### TASK PROMPT:
Rewrite the stretch of the passage on Duterte and the Philippine economy from "The great thing" through "of his presidency.", putting "social media" in place of "Twittersphere".

### SOURCE DOCUMENT:
----------------------------------------
The great thing about Moody’s Analytics calling out the Philippines for economic mismanagement is that Rodrigo Duterte’s army of internet followers have nowhere to go.
Certainly, they’re all over the Twittersphere defending their man in the presidential palace. But the misdirection and whataboutism can’t explain away how quickly the Duterte reform drive went off the road. And the extent to which his war of choice against the drug trade hurt an economy that was zooming along when he arrived in June 2016.
Most Southeast Asian leaders face challenges with illegal narcotics and addiction. Only Duterte, though, seemed to make it the raison d’etre of his presidency.
A big casualty of that decision is the progress Duterte’s predecessor, Benigno Aquino, made turning around a long-neglected economy. From 2010 to 2016, Aquino set out to devise a system focused on growing better, not just faster. He went after graft and tax cheats, increased accountability and transparency and scrutinized giant building projects and other contracts.
----------------------------------------
### ENTRIES SHOWN:

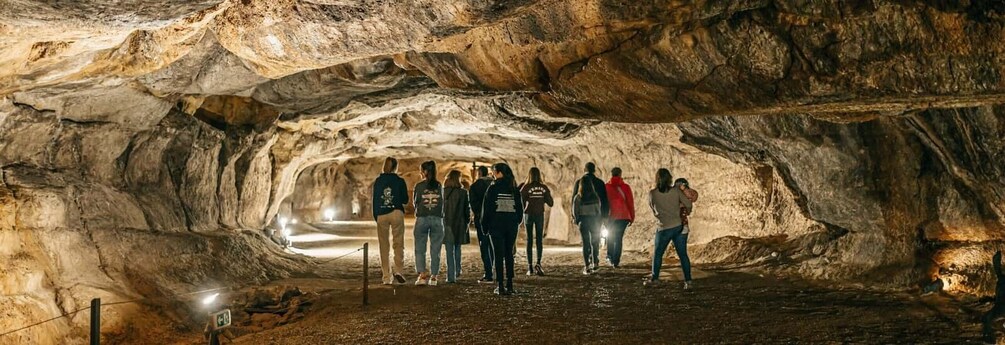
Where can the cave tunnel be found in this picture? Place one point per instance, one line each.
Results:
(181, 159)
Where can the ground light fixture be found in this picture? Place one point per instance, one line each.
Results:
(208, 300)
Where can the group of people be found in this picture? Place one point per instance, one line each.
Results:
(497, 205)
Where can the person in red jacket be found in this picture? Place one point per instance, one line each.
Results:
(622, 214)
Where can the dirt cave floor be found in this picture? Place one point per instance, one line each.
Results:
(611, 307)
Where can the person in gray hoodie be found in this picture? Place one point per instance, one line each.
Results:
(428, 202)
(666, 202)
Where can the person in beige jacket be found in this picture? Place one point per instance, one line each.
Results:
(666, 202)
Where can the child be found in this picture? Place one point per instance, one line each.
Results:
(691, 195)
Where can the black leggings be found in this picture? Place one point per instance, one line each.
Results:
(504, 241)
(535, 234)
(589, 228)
----------------------------------------
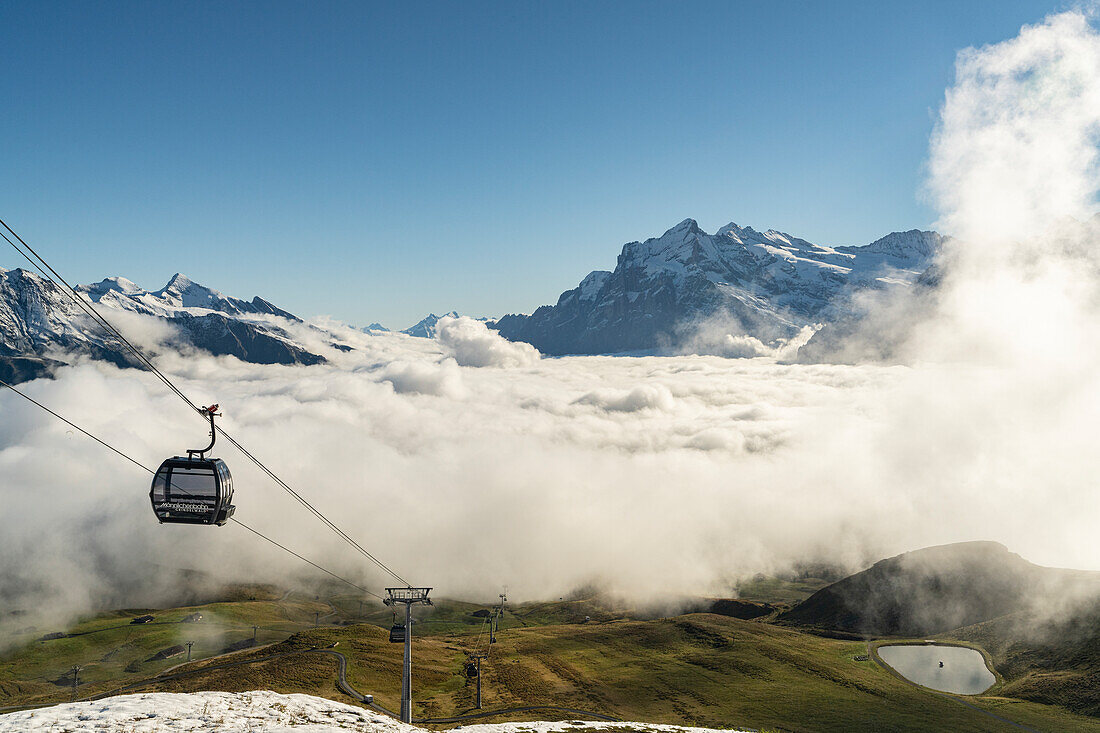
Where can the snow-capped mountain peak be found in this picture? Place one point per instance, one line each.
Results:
----------------------------------------
### RESPONSE TO THE EXERCISE:
The great thing about Moody’s Analytics calling out the Philippines for economic mismanagement is that Rodrigo Duterte’s army of internet followers have nowhere to go.
Certainly, they’re all over the social media defending their man in the presidential palace. But the misdirection and whataboutism can’t explain away how quickly the Duterte reform drive went off the road. And the extent to which his war of choice against the drug trade hurt an economy that was zooming along when he arrived in June 2016.
Most Southeast Asian leaders face challenges with illegal narcotics and addiction. Only Duterte, though, seemed to make it the raison d’etre of his presidency.